→ **What you should do**
Set down the lines that begin at the top of the records and end with the line containing "[tag] dark forest", and drop every picture.

Image-grounded pointing data:
※ ※ ※

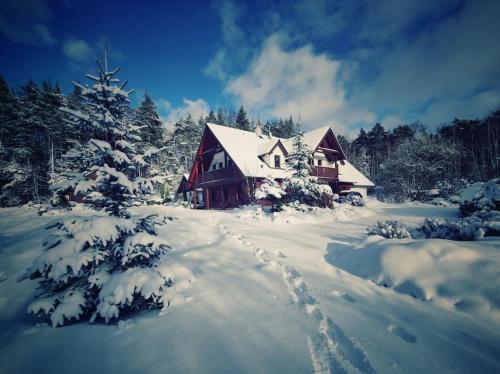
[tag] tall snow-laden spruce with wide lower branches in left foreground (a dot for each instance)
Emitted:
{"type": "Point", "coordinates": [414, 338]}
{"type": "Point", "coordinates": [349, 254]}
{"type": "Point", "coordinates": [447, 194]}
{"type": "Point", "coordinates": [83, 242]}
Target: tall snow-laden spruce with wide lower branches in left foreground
{"type": "Point", "coordinates": [101, 265]}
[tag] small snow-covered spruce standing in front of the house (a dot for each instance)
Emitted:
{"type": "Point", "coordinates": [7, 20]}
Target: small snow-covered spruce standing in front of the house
{"type": "Point", "coordinates": [301, 187]}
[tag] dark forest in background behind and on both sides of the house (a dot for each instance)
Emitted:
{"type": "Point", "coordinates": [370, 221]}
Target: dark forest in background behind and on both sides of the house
{"type": "Point", "coordinates": [403, 162]}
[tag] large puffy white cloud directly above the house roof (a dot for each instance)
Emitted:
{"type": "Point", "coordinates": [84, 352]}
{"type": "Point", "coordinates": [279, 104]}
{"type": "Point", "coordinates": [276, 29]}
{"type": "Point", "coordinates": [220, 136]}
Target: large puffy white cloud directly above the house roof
{"type": "Point", "coordinates": [299, 82]}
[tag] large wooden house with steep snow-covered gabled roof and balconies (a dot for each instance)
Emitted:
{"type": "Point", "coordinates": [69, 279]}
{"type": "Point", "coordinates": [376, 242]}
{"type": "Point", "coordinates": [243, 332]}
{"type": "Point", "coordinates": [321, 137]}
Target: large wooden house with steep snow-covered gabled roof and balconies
{"type": "Point", "coordinates": [231, 163]}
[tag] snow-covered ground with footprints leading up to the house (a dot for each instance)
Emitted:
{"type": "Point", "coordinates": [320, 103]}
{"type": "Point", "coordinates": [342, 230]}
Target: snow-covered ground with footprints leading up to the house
{"type": "Point", "coordinates": [297, 292]}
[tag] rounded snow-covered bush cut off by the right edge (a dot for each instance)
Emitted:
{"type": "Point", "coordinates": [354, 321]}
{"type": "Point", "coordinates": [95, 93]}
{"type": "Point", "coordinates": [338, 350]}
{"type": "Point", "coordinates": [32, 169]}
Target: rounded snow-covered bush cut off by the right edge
{"type": "Point", "coordinates": [481, 197]}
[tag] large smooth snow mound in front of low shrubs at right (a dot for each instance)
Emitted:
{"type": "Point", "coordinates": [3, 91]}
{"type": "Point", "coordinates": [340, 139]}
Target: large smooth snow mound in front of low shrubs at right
{"type": "Point", "coordinates": [458, 275]}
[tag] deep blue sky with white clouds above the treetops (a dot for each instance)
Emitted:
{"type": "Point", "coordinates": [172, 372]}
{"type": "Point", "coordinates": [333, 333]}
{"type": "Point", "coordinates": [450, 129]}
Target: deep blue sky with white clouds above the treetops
{"type": "Point", "coordinates": [343, 63]}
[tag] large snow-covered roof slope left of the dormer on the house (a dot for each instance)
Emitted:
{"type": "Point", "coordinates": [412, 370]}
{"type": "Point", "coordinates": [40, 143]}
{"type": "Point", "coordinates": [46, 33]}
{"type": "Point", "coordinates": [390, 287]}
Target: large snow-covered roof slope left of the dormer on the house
{"type": "Point", "coordinates": [243, 148]}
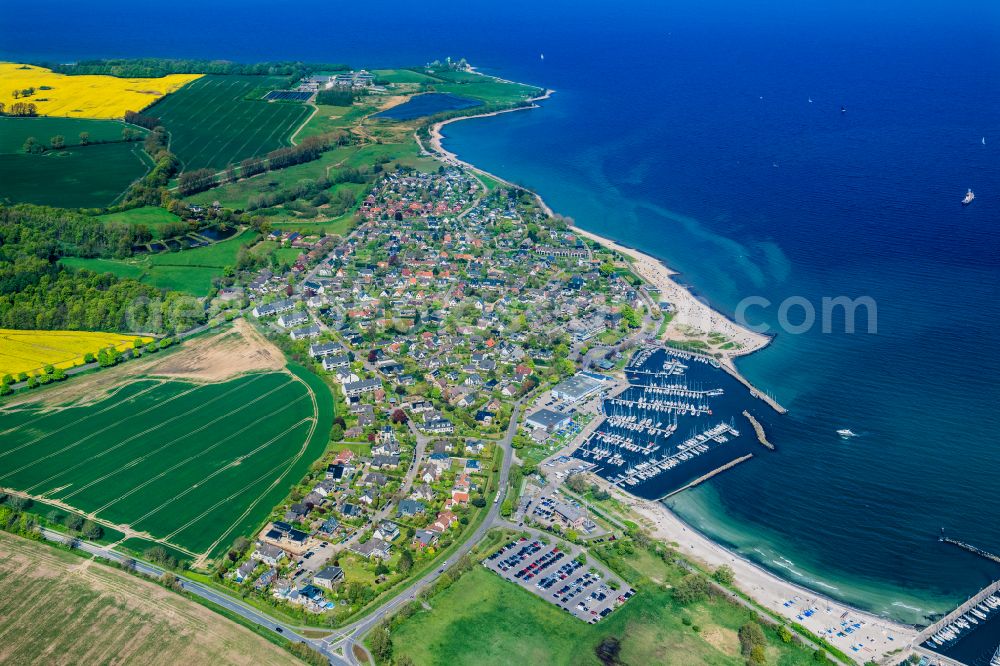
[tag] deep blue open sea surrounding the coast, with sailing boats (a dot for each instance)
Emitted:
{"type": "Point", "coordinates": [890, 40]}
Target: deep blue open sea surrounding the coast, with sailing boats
{"type": "Point", "coordinates": [687, 131]}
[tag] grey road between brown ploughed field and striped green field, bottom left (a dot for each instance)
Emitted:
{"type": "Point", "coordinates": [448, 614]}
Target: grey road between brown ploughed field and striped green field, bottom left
{"type": "Point", "coordinates": [221, 599]}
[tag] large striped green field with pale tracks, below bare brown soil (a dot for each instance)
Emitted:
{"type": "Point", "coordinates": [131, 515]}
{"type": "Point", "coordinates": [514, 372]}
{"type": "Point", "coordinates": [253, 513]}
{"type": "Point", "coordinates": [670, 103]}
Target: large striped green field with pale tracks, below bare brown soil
{"type": "Point", "coordinates": [193, 465]}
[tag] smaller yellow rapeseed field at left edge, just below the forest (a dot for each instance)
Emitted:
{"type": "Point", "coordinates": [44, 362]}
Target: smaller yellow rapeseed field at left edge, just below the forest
{"type": "Point", "coordinates": [30, 351]}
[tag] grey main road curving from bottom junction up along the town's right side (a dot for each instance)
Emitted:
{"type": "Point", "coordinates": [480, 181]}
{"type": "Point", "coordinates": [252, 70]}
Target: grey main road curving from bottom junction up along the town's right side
{"type": "Point", "coordinates": [350, 636]}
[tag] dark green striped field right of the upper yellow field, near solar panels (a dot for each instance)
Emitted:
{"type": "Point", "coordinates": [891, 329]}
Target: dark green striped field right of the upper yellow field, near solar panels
{"type": "Point", "coordinates": [212, 123]}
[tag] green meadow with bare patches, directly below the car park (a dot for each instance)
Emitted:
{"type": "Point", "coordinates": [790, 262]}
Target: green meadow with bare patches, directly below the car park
{"type": "Point", "coordinates": [485, 620]}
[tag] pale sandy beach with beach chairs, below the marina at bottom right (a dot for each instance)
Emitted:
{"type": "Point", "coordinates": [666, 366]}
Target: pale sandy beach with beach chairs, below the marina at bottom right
{"type": "Point", "coordinates": [875, 638]}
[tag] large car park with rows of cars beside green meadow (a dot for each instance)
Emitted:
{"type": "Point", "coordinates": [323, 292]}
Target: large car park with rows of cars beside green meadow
{"type": "Point", "coordinates": [553, 573]}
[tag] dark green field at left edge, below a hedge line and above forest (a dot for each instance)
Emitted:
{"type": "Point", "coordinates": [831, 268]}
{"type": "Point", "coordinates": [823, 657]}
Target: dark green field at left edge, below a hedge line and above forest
{"type": "Point", "coordinates": [79, 177]}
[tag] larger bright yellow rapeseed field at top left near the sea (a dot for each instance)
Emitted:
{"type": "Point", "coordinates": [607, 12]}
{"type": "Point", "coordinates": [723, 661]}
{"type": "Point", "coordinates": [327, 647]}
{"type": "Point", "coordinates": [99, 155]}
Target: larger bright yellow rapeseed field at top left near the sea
{"type": "Point", "coordinates": [84, 96]}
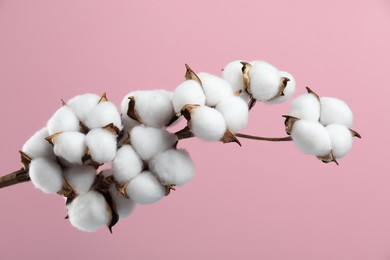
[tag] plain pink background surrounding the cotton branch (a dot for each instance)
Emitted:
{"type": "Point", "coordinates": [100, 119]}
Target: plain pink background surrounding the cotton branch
{"type": "Point", "coordinates": [260, 201]}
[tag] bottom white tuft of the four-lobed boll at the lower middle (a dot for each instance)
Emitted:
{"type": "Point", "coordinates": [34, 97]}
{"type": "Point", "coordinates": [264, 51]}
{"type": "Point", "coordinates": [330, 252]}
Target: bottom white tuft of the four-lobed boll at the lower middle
{"type": "Point", "coordinates": [145, 189]}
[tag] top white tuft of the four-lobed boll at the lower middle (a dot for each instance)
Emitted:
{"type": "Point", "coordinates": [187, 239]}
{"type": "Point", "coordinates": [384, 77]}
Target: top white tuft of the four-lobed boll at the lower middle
{"type": "Point", "coordinates": [148, 141]}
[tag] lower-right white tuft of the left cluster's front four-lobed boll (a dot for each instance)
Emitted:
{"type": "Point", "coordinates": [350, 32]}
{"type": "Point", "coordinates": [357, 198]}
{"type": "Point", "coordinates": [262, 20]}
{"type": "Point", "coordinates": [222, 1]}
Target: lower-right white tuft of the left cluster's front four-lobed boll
{"type": "Point", "coordinates": [101, 145]}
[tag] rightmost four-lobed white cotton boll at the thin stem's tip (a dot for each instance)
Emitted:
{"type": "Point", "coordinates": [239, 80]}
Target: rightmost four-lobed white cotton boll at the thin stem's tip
{"type": "Point", "coordinates": [321, 126]}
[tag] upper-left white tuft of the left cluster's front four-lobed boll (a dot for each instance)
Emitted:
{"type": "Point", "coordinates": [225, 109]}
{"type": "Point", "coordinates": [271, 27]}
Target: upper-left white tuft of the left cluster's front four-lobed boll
{"type": "Point", "coordinates": [63, 120]}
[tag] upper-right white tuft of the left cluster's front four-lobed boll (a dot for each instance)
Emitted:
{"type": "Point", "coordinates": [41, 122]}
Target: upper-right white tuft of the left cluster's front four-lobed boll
{"type": "Point", "coordinates": [102, 115]}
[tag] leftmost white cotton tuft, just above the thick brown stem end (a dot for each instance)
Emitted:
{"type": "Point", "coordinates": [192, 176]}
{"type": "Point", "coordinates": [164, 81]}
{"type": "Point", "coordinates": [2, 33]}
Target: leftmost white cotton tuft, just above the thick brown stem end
{"type": "Point", "coordinates": [37, 146]}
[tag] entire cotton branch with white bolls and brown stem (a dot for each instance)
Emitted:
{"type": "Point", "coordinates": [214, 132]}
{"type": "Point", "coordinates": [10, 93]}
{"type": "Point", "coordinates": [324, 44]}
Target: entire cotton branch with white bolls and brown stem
{"type": "Point", "coordinates": [139, 154]}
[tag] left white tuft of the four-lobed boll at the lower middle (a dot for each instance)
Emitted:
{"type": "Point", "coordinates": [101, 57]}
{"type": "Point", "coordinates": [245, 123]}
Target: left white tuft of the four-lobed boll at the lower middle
{"type": "Point", "coordinates": [127, 164]}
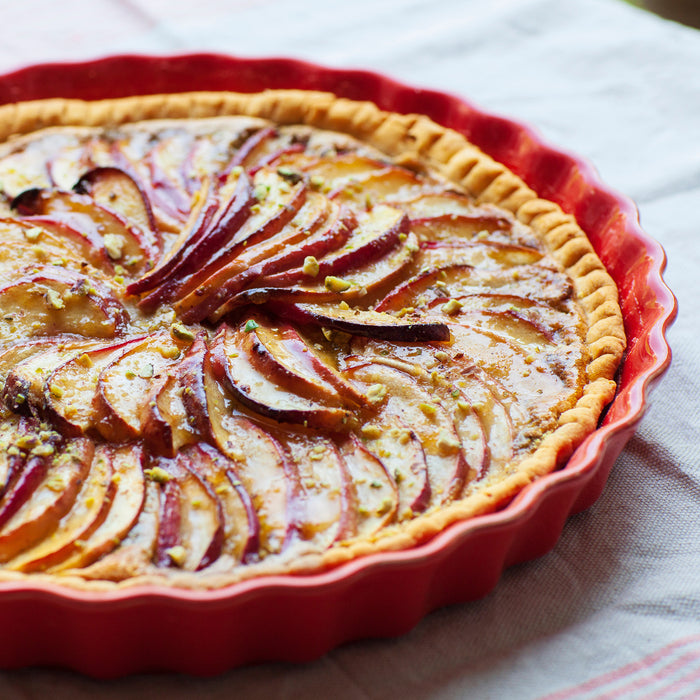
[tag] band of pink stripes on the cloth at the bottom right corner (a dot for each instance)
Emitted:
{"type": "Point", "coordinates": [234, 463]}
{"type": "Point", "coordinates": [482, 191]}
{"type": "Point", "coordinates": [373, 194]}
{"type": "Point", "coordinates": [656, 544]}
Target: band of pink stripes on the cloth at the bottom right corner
{"type": "Point", "coordinates": [640, 675]}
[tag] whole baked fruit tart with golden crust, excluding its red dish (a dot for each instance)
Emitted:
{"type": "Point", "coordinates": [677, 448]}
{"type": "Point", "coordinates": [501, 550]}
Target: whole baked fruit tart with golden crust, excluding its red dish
{"type": "Point", "coordinates": [262, 334]}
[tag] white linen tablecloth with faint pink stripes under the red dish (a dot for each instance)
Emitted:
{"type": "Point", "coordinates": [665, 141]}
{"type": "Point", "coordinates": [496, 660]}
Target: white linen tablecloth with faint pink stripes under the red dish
{"type": "Point", "coordinates": [614, 609]}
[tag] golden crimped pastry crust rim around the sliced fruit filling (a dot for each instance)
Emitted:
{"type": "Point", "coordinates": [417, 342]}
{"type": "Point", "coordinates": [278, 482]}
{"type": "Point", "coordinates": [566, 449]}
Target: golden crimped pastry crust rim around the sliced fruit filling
{"type": "Point", "coordinates": [418, 143]}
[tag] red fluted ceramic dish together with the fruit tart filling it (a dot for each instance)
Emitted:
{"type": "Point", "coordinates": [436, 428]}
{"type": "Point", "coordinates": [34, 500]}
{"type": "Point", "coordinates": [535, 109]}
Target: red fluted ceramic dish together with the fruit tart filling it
{"type": "Point", "coordinates": [267, 346]}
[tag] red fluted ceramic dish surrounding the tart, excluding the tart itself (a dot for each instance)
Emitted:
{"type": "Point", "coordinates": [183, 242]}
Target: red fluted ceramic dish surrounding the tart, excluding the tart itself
{"type": "Point", "coordinates": [368, 597]}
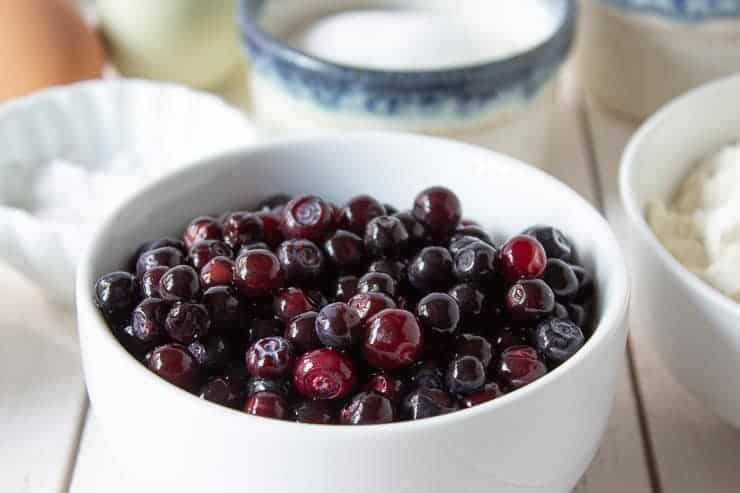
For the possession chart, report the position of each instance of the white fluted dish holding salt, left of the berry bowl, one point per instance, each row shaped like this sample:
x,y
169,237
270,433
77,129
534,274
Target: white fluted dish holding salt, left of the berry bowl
x,y
88,124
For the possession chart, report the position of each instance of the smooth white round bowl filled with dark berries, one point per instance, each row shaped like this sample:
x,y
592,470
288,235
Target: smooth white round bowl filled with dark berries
x,y
539,438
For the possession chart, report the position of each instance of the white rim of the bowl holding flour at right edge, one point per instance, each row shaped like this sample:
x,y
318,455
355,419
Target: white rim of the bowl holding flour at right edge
x,y
635,212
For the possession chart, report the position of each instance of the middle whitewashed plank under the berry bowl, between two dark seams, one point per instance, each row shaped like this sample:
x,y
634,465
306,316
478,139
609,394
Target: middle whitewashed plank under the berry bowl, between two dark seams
x,y
620,465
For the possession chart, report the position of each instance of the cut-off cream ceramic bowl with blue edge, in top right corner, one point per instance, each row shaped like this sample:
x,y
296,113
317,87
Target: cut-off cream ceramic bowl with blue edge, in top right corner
x,y
636,55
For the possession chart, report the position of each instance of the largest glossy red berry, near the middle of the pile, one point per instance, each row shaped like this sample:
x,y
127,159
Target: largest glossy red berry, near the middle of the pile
x,y
393,340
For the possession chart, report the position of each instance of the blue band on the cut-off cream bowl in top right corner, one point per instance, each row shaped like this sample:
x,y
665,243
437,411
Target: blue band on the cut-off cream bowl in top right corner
x,y
682,10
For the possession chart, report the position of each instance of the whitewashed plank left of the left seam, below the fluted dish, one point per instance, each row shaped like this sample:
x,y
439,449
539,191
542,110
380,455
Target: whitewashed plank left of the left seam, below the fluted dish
x,y
42,396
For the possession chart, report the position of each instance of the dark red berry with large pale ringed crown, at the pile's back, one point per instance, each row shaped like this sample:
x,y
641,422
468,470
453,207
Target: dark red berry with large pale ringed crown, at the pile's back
x,y
306,216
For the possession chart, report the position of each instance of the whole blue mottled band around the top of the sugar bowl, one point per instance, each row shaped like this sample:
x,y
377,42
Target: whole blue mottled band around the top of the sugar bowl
x,y
462,92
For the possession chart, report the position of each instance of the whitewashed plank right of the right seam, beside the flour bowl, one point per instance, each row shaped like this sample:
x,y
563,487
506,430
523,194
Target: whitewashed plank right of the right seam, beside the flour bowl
x,y
692,450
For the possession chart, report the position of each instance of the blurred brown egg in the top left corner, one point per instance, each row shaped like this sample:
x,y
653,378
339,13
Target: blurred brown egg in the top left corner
x,y
45,43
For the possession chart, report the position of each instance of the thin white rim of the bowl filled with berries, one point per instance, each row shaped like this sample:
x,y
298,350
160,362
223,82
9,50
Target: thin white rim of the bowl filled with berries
x,y
612,317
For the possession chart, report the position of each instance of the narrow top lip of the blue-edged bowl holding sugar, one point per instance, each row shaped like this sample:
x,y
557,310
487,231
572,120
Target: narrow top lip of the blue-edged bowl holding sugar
x,y
564,30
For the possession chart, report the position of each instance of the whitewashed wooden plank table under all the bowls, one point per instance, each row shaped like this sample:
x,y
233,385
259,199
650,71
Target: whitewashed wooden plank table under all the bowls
x,y
659,438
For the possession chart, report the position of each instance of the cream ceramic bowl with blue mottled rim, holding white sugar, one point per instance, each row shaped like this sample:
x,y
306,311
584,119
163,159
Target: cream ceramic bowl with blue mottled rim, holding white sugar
x,y
500,103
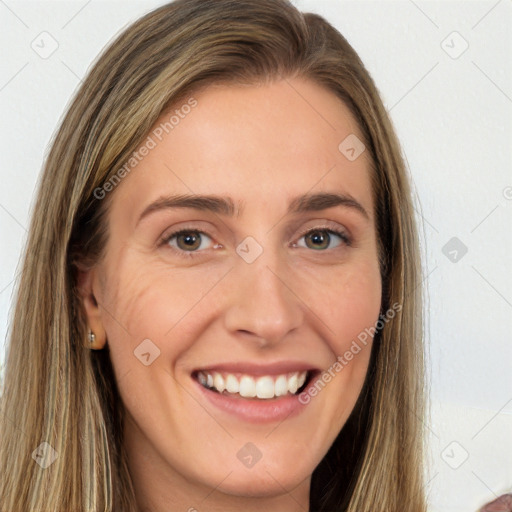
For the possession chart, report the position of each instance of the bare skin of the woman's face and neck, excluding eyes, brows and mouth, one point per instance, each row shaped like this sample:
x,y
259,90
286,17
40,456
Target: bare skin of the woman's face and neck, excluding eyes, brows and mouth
x,y
261,146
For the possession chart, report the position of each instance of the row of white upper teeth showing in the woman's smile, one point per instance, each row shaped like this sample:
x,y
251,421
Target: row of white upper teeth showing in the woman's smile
x,y
264,387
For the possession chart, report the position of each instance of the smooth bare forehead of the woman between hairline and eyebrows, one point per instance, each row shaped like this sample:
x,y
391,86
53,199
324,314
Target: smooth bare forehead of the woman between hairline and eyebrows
x,y
254,143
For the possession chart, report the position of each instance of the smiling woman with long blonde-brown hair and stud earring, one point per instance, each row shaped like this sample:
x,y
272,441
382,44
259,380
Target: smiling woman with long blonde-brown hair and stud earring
x,y
219,305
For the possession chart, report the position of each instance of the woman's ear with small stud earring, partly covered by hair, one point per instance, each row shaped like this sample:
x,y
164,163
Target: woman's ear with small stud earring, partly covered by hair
x,y
87,282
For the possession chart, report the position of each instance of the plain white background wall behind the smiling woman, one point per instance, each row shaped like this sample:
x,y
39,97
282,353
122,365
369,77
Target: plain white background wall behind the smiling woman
x,y
454,119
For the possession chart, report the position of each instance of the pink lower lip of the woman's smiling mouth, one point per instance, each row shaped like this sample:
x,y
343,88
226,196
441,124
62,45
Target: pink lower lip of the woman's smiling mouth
x,y
257,410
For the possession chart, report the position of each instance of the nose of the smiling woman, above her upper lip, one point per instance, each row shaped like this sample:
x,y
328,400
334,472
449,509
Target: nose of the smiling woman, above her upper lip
x,y
261,305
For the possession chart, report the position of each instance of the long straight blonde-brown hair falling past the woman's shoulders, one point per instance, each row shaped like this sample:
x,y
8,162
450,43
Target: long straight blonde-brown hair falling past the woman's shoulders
x,y
58,391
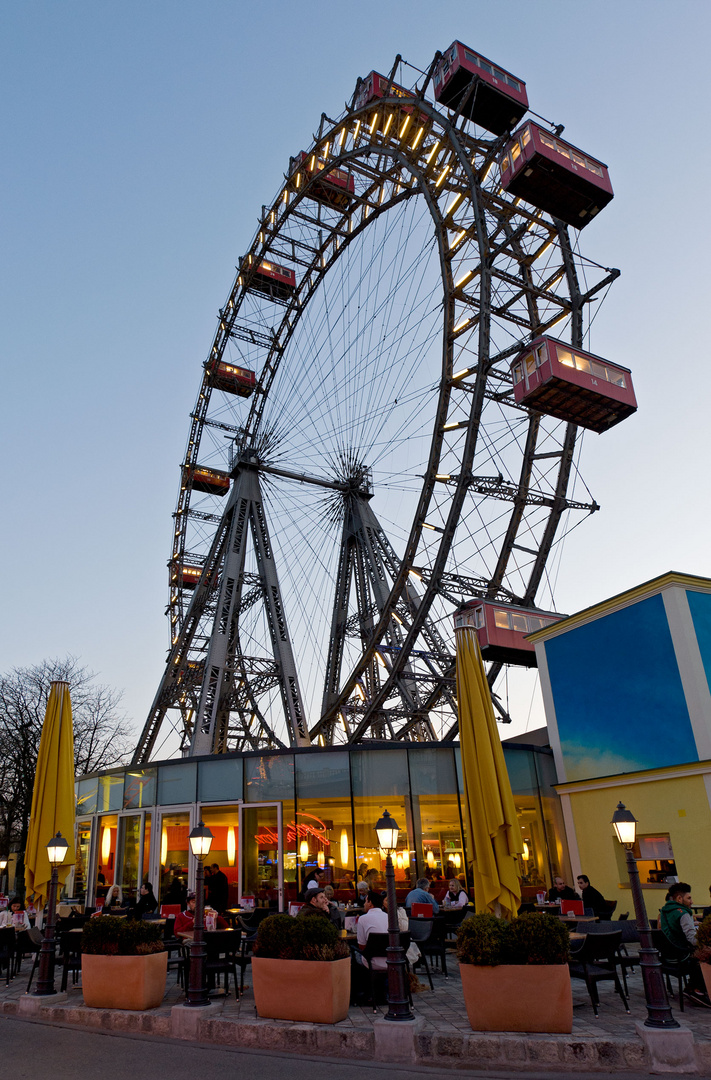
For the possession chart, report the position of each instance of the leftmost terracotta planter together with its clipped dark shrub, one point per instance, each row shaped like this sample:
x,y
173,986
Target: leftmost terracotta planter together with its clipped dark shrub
x,y
124,964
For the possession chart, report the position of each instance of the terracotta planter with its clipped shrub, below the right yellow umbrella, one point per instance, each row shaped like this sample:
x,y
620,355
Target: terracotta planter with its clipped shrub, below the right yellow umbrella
x,y
515,976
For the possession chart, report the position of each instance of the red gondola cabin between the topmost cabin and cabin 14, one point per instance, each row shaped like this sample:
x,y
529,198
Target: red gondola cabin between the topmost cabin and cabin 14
x,y
555,175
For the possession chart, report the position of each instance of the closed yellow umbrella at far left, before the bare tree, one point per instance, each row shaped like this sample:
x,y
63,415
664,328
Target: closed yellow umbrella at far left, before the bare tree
x,y
53,795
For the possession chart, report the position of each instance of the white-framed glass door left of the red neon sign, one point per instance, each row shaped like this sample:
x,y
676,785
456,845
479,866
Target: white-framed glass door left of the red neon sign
x,y
262,859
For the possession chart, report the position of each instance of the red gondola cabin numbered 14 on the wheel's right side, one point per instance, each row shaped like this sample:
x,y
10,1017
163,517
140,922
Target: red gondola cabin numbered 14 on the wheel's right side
x,y
556,380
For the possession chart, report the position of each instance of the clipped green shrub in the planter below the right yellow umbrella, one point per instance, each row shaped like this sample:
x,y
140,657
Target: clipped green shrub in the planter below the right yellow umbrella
x,y
531,939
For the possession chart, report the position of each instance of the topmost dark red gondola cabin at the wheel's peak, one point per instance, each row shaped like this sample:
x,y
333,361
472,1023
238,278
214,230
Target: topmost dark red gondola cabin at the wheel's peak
x,y
499,100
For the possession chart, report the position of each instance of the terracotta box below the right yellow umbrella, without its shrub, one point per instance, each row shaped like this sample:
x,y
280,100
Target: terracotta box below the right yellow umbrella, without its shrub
x,y
519,997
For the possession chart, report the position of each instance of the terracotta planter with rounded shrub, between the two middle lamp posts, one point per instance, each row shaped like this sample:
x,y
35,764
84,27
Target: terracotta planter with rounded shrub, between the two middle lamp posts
x,y
301,970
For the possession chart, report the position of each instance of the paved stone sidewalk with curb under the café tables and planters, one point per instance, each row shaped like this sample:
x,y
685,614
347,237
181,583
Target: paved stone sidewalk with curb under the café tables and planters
x,y
442,1036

※ ※ ※

→ **Exercise solution**
[tag] tall snow-laden spruce with wide lower branches in left foreground (a dot for each instance)
Emitted:
{"type": "Point", "coordinates": [414, 338]}
{"type": "Point", "coordinates": [349, 254]}
{"type": "Point", "coordinates": [447, 194]}
{"type": "Point", "coordinates": [83, 242]}
Target: tall snow-laden spruce with wide lower branches in left foreground
{"type": "Point", "coordinates": [101, 265]}
[tag] small snow-covered spruce standing in front of the house (a dot for each instance)
Emitted:
{"type": "Point", "coordinates": [7, 20]}
Target: small snow-covered spruce standing in front of the house
{"type": "Point", "coordinates": [301, 187]}
[tag] dark forest in background behind and on both sides of the house (a dot for each instance)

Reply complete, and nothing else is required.